What the task requires: Copy the stretch of the records below from the line containing "Identify the utility" through the final line, keeping every character unchanged.

## Begin Working data

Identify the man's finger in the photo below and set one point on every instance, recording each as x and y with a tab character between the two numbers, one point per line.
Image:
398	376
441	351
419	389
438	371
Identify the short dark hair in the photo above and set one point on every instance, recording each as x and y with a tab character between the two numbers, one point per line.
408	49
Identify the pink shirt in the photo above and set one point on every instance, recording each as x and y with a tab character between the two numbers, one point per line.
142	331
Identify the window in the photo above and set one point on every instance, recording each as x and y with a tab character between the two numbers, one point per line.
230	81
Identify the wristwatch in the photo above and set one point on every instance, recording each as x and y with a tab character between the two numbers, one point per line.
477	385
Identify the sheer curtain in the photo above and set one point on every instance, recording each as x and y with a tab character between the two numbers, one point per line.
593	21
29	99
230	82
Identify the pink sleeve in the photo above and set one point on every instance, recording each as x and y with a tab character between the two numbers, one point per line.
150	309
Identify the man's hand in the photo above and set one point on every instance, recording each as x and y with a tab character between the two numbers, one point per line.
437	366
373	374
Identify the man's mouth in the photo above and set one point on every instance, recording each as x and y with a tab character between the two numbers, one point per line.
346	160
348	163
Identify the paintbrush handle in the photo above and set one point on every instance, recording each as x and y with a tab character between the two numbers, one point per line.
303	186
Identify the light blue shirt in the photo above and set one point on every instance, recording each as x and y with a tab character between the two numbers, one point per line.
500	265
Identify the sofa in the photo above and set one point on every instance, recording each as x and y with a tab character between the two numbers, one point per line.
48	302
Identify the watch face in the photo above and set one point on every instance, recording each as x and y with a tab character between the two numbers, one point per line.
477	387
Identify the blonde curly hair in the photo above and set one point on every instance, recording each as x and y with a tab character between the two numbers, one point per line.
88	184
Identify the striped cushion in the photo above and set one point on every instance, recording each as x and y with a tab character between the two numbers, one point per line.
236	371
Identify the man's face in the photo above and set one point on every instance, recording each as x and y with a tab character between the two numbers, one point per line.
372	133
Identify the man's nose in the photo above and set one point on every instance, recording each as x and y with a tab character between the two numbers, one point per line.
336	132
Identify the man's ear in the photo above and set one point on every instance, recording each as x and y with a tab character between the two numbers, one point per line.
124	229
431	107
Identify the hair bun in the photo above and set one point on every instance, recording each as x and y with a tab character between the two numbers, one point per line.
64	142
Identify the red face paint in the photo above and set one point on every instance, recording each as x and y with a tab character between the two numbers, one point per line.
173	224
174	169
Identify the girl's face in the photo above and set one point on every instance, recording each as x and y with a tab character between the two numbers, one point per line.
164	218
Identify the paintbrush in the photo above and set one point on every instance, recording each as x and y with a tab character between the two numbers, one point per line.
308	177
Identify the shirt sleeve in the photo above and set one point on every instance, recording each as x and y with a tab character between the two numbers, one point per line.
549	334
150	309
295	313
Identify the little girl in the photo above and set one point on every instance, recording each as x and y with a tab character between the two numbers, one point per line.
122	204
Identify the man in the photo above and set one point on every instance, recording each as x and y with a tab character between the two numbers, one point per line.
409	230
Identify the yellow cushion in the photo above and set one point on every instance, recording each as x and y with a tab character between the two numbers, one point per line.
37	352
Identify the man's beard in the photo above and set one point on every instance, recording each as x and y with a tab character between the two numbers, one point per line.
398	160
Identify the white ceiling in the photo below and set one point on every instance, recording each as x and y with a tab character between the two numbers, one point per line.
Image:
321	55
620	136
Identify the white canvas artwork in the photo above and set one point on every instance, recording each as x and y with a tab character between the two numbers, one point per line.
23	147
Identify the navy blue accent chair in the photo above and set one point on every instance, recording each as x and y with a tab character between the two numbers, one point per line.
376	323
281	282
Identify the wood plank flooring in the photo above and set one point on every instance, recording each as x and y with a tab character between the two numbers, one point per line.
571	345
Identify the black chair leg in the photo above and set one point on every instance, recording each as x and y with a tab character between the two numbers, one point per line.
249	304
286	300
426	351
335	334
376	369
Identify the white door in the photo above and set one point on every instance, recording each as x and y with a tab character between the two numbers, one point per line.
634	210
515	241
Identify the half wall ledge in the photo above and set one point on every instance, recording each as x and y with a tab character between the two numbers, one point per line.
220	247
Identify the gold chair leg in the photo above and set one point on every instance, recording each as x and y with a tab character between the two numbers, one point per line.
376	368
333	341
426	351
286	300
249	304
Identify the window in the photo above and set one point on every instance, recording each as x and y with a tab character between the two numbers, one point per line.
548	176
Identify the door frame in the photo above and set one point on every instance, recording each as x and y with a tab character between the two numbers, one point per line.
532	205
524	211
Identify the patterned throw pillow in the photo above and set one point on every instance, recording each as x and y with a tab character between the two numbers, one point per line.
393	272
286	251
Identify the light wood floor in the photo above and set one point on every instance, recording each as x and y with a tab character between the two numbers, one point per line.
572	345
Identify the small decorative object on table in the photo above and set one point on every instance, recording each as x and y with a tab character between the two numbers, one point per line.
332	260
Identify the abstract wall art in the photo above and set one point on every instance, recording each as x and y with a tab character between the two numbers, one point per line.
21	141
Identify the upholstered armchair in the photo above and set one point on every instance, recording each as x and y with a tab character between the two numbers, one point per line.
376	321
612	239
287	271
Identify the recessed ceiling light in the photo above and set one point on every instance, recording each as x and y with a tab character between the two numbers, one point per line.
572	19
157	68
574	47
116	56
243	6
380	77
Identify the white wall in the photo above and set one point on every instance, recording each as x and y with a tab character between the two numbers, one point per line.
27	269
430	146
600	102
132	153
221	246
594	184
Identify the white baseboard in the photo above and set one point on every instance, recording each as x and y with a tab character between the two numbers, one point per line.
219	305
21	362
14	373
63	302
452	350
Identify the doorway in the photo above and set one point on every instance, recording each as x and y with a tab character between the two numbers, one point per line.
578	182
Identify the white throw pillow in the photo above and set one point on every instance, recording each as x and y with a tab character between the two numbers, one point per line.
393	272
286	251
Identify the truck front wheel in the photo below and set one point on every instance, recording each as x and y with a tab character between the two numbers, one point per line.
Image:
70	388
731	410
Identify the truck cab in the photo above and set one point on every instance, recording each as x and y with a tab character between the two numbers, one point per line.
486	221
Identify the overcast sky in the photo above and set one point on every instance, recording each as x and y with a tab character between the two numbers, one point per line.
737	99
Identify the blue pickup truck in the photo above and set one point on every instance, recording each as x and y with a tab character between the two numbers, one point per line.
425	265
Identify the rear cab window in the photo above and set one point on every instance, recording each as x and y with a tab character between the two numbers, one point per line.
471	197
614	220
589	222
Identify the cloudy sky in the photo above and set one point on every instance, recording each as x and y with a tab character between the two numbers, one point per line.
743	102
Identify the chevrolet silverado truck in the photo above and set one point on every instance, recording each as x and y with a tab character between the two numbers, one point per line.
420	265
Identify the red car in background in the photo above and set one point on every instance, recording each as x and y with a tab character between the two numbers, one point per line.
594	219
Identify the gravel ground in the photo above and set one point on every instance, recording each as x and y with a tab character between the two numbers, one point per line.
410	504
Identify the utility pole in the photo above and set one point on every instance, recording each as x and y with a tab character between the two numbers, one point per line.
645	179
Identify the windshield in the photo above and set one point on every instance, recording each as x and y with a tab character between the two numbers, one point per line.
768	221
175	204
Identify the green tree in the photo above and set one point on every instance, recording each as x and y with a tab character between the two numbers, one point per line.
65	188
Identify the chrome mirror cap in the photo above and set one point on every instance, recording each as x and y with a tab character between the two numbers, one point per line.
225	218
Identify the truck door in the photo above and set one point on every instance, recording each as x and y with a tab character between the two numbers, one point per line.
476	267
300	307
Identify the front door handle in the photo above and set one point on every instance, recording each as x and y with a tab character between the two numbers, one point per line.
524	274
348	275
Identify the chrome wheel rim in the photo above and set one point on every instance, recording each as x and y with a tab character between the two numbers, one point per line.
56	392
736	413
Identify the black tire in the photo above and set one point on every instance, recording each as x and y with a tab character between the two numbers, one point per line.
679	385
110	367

## End Working data

Answer in full:
Identify the utility pole in the photo above and set one point on every instance, recording each as x and y with a tab character between the two numbers, one point per line.
645	179
Identify the windshield in the photo above and set one point on every instance, recording each as x and y with a tab character between the two numbers, one point per line.
768	221
175	204
Identify the green tree in the photo above and set one point on every instance, recording each as x and y with a tab character between the two numbers, one point per line.
65	188
Identify the chrome mirror cap in the photo above and set one point on every instance, recording each as x and y with a tab character between the two numbers, one point per line.
225	218
Identify the truck door in the photo above and set one point on every instance, recording each as x and y with a tab character between the two numbers, one point per line.
476	267
300	307
Identify the front door handle in the photo above and set one point on every instance, recording each as x and y with a tab character between the two numbers, one point per line.
524	274
348	275
Identify the chrome wheel rim in the photo above and set one point on every instance, recording each as x and y with a tab character between the two numbers, one point per line.
56	392
736	413
Identify the black tire in the photo above and set one point on every instance, recording each as x and y with a tab character between the two numbers, one point per line.
679	385
110	367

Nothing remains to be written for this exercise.